**SET OF TASKS**
1. Translate this sentence from the article on the health bill's cost estimate into Spanish: "CBO analysts are predicting that the new bill would reduce the number of uninsured Americans by 32 million over 10 years."
2. Carry on writing the article on the CBO's cost estimate for the health bill, starting right after its last sentence.

**SUPPLIED PASSAGE**
# # #
WASHINGTON BUREAU — The Congressional Budget Office says the big new health bill, the Reconciliation Act of 2010, would cost $940 billion over 10 years.
The House could vote on the health bill, H.R. 4872, as early as Sunday.
CBO analysts are predicting that the new bill would reduce the number of uninsured Americans by 32 million over 10 years.
The bill is less expensive than the bill the Senate passed in December 2009, which came with a $875 billion CBO price tag, but less than the bill the House passed in November 2009, which weighed in at $1.05 trillion.
H.R. 4872 could reduce future federal deficits by $138 billion, because the cost of the bill would be more than offset by revenue from new taxes and fees and by reductions in government spending, CBO analysts write.
The new bill would reduce revenue from a proposed excise tax on “Cadillac plans,” to $32 billion over 10 years, compared to $150 billion in the bill passed by the Senate. It would do so by delaying implementation of the Senate’s tax on high-cost insurance policies until 2018.
But the new bill would slash support for Medicare Advantage plans by $132 billion over 10 years. The Medicare Advantage cuts are harsher than the cuts proposed in earlier bills.
# # #
**DATASET EXTRACT**
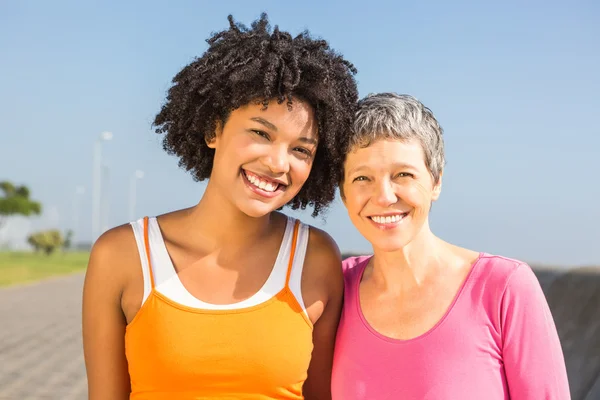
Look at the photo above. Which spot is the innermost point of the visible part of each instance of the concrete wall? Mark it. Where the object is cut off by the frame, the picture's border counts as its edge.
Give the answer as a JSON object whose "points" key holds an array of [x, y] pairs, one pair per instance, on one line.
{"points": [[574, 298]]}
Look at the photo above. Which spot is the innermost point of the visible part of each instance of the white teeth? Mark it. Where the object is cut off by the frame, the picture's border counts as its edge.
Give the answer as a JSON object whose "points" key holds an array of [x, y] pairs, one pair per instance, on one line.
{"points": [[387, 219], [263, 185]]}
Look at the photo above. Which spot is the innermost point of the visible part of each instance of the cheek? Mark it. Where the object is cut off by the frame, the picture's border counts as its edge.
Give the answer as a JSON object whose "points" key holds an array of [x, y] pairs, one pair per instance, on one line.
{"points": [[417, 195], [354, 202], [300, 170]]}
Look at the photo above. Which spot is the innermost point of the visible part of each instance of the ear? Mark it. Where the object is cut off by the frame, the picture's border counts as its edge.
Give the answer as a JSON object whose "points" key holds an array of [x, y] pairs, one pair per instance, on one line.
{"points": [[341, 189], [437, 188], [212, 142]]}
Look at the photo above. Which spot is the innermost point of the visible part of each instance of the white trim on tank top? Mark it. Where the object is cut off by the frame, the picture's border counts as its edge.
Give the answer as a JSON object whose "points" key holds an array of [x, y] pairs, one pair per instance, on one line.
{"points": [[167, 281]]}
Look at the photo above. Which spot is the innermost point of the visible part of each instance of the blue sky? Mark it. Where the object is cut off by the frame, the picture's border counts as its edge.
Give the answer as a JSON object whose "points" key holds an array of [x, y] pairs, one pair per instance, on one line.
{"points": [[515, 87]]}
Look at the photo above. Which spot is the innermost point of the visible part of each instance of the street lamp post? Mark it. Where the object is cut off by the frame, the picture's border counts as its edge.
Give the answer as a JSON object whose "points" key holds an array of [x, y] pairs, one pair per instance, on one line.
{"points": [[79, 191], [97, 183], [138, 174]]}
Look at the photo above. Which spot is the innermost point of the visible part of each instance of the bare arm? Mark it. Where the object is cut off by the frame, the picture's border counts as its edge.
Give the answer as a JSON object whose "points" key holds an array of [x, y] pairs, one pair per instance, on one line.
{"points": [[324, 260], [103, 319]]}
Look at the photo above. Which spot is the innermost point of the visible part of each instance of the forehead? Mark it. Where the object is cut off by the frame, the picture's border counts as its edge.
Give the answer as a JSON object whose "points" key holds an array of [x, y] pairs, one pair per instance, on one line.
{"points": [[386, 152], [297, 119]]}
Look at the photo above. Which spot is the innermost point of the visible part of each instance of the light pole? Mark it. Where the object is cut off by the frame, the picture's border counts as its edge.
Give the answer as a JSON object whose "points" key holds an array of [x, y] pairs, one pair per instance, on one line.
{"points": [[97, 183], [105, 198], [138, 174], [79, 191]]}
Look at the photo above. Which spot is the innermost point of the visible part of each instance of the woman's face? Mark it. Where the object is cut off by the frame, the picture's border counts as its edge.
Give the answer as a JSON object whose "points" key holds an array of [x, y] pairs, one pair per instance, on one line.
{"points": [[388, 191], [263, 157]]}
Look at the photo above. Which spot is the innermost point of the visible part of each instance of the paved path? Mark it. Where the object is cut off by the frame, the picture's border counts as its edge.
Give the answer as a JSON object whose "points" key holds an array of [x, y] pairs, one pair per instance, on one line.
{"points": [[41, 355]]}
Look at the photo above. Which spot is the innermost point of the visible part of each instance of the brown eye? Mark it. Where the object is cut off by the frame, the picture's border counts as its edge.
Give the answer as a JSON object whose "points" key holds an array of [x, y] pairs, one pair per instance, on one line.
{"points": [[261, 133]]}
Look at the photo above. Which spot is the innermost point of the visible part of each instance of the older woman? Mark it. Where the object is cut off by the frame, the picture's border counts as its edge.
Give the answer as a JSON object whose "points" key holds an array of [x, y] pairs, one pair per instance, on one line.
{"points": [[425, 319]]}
# # #
**SOLVED PROBLEMS**
1. Los analistas de la CBO prevén que el nuevo proyecto de ley reduciría en 32 millones el número de estadounidenses sin seguro médico a lo largo de 10 años.

2.
“Cuts of this magnitude will put at risk the entire Medicare Advantage program that more than 10 million seniors rely on today,” says Robert Zirkelbach, spokesman for America’s Health Insurance Plans, Washington.
“Seniors in Medicare Advantage will face higher premiums, reduced benefits, and millions will lose their coverage altogether,” Zirkelbach says. “This breaks the promise that those who like their coverage can keep it.”
The bill does include about $20 billion in additional spending to close the Medicare prescription drug coverage feature known as the “doughnut hole,” or the gap between the point at which routine drug coverage ends and coverage for catastrophic prescriptions costs begins.